Aim of the exercise – Quote the entries below word for word, starting with the line that contains "Rules: pick out each instance of the shadow" and going on through the line that contains "[[394, 259], [326, 283]]". Leave out the pictures.

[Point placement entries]

****************

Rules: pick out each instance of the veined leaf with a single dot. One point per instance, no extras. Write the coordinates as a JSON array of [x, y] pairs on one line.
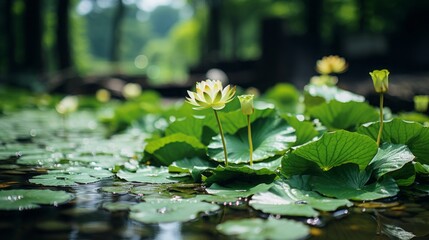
[[174, 147], [271, 136], [344, 115], [337, 148], [347, 182]]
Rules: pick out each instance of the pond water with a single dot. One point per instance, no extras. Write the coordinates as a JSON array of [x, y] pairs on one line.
[[33, 143]]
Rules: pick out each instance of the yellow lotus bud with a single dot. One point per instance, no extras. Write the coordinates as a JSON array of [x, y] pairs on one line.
[[67, 105], [380, 79], [131, 90], [102, 95], [246, 102], [421, 103], [331, 64], [210, 94]]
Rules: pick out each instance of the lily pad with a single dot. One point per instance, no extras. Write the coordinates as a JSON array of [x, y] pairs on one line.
[[238, 190], [398, 131], [170, 210], [117, 206], [347, 182], [317, 94], [242, 173], [337, 148], [148, 174], [390, 157], [285, 200], [344, 115], [22, 199], [259, 229], [71, 176], [271, 137], [174, 147]]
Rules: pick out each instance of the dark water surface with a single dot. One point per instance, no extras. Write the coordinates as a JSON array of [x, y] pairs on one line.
[[84, 217]]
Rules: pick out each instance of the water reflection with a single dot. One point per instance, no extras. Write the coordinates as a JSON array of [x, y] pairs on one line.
[[168, 231]]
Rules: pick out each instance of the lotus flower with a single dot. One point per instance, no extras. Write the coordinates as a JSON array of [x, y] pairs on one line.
[[380, 79], [67, 105], [246, 102], [210, 94], [331, 64]]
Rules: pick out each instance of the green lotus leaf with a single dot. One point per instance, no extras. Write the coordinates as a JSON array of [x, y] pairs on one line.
[[263, 172], [260, 229], [237, 190], [174, 147], [337, 148], [284, 200], [63, 179], [293, 164], [71, 176], [194, 166], [40, 159], [22, 199], [305, 131], [344, 115], [398, 131], [117, 206], [148, 174], [348, 182], [170, 210], [192, 126], [315, 95], [271, 137], [389, 158]]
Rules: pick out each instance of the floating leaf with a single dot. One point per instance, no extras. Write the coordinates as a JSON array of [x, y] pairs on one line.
[[337, 148], [271, 136], [344, 115], [71, 176], [170, 210], [347, 182], [296, 165], [22, 199], [117, 206], [237, 190], [389, 158], [148, 174], [284, 200], [315, 95], [398, 131], [243, 173], [305, 130], [256, 228], [174, 147]]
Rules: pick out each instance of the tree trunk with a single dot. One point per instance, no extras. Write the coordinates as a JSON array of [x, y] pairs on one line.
[[63, 36], [117, 33], [9, 37], [34, 61]]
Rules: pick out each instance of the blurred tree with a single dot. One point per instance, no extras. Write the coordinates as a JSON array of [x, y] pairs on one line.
[[117, 32], [62, 32]]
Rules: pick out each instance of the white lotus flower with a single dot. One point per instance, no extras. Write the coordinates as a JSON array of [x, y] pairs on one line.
[[210, 94]]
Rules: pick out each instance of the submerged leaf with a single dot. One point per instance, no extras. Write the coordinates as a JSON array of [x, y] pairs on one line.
[[337, 148], [169, 210], [285, 200], [348, 182], [271, 137], [259, 229], [22, 199], [148, 174], [344, 115]]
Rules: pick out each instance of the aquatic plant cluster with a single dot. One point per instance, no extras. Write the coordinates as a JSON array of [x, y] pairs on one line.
[[286, 154]]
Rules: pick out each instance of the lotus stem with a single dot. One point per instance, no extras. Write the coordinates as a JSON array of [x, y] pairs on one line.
[[222, 138], [249, 135], [380, 131]]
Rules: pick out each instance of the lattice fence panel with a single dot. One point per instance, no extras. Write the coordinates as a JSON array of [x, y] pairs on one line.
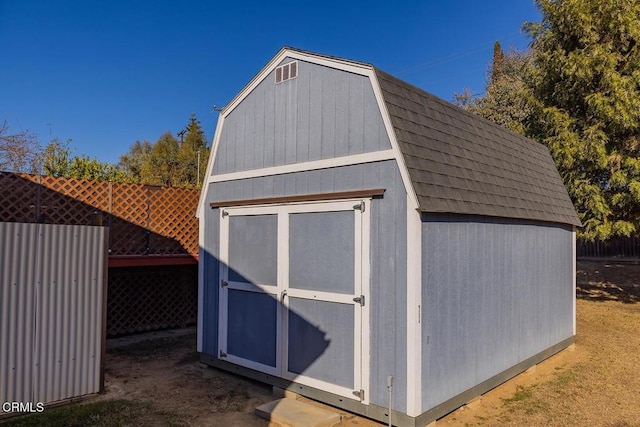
[[130, 220], [18, 197], [143, 220], [72, 201], [170, 210], [150, 298]]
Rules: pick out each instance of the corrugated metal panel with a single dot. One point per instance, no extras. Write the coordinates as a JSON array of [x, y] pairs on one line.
[[388, 259], [322, 113], [496, 292], [17, 305], [53, 285]]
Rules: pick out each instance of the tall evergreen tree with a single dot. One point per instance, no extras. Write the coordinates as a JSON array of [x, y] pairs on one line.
[[497, 66], [132, 162], [193, 154], [507, 99], [162, 166], [586, 87]]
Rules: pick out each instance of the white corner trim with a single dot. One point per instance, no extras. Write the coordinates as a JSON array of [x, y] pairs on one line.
[[386, 118], [414, 311], [210, 163], [333, 162], [574, 266]]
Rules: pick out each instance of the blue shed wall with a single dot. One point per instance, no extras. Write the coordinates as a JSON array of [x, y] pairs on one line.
[[495, 292], [388, 259], [209, 262], [321, 114]]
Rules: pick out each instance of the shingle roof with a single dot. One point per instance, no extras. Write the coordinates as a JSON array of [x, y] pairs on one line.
[[461, 163]]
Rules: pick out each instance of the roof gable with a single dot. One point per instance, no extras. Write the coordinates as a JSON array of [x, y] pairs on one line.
[[451, 161], [461, 163]]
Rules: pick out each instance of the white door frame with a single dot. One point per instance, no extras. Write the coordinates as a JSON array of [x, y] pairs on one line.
[[361, 280]]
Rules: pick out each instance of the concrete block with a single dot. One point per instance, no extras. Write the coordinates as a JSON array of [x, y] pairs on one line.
[[295, 413]]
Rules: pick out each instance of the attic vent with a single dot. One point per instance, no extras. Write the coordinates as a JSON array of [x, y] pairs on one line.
[[287, 72]]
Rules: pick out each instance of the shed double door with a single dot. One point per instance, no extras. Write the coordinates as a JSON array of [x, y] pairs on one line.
[[294, 280]]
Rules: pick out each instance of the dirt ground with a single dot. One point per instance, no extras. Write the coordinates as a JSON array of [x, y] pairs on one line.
[[595, 382]]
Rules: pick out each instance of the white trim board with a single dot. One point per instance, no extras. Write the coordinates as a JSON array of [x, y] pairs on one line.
[[356, 159], [282, 292]]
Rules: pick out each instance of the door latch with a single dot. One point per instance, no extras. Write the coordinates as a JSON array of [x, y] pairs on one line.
[[359, 206], [359, 300], [359, 394]]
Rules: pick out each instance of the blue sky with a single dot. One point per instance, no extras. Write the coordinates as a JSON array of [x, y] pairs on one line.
[[107, 73]]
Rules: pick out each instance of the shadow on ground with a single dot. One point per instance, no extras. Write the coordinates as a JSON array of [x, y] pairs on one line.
[[610, 281]]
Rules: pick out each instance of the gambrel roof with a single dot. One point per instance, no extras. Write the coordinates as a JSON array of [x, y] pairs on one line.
[[451, 160], [461, 163]]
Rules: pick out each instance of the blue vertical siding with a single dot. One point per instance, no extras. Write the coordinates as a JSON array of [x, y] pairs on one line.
[[388, 259], [320, 114], [495, 292], [210, 286]]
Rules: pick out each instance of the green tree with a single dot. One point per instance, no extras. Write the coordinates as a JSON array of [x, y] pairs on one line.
[[19, 152], [497, 66], [193, 155], [162, 166], [59, 161], [132, 162], [57, 158], [586, 87], [507, 100]]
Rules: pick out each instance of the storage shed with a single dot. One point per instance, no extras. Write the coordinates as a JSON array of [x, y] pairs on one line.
[[357, 232]]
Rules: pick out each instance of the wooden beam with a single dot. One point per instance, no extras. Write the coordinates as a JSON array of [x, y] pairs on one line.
[[151, 260], [377, 192]]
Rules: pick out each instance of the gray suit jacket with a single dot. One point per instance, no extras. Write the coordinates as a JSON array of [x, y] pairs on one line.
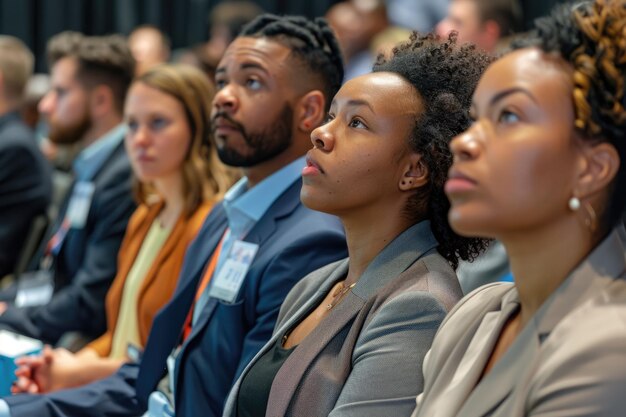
[[569, 360], [365, 358]]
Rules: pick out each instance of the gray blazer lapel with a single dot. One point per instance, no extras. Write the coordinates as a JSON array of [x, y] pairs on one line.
[[394, 259], [326, 283]]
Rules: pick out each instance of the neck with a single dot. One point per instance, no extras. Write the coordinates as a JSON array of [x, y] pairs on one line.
[[368, 233], [171, 191], [100, 128], [541, 259], [6, 107], [259, 172]]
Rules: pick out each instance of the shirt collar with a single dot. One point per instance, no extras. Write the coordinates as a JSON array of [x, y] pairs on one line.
[[244, 207], [90, 160]]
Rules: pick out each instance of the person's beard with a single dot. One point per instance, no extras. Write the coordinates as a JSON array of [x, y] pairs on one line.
[[68, 134], [264, 145]]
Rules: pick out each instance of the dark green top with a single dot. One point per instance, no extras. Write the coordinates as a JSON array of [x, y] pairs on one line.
[[256, 384]]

****************

Answer to this exercise –
Rules: pick out each instance of the shadow on ground with a single dot. One point per instance, no extras. Write the coordinates as a JSON array of [x, y] pairs on one line.
[[610, 281]]
Rules: pick out each instance of the gambrel roof with a single dot. One point per instance, no extras. Write the coordinates as a JSON array of [x, y] pairs on one line.
[[451, 160], [461, 163]]
Rules: pick out each instance of the blue vertical siding with a single dot. One point per instance, no extras. Write the coordinates as a JSON array of [x, y] pairs on one line.
[[388, 259], [320, 114], [495, 292], [210, 286]]
Rules: pick out each instance of the green tree with a single dot. One point per instance, no extras. Write the coordinates as a JSON array of [x, y] pairs on one line.
[[19, 152], [497, 66], [193, 155], [162, 166], [59, 161], [132, 162], [57, 158], [586, 87], [507, 100]]
Rules: pick out each instance of the storage shed with a single dot. One point per instance, no extras. Write the coordinates as a JSON array of [x, y] pairs on one line.
[[357, 232]]
Rules: pick out each instance of the wooden beam with a single dot. One point per instance, no extras. Write the coordinates as a JSON array of [x, y] pairs on one line.
[[151, 260], [377, 192]]
Rules: pick out each instance of the gray suit jacket with a single dot. One point per instance, no extras. Write the coordinates as a JSON array of [x, y] pairs on one line.
[[569, 360], [365, 358]]
Rules: pick out each instance of the gray blazer lapel with a single dot. One point per instance, no extras. Write the coordinates as a JSON array of [x, y] pairs on one line.
[[394, 259], [326, 283]]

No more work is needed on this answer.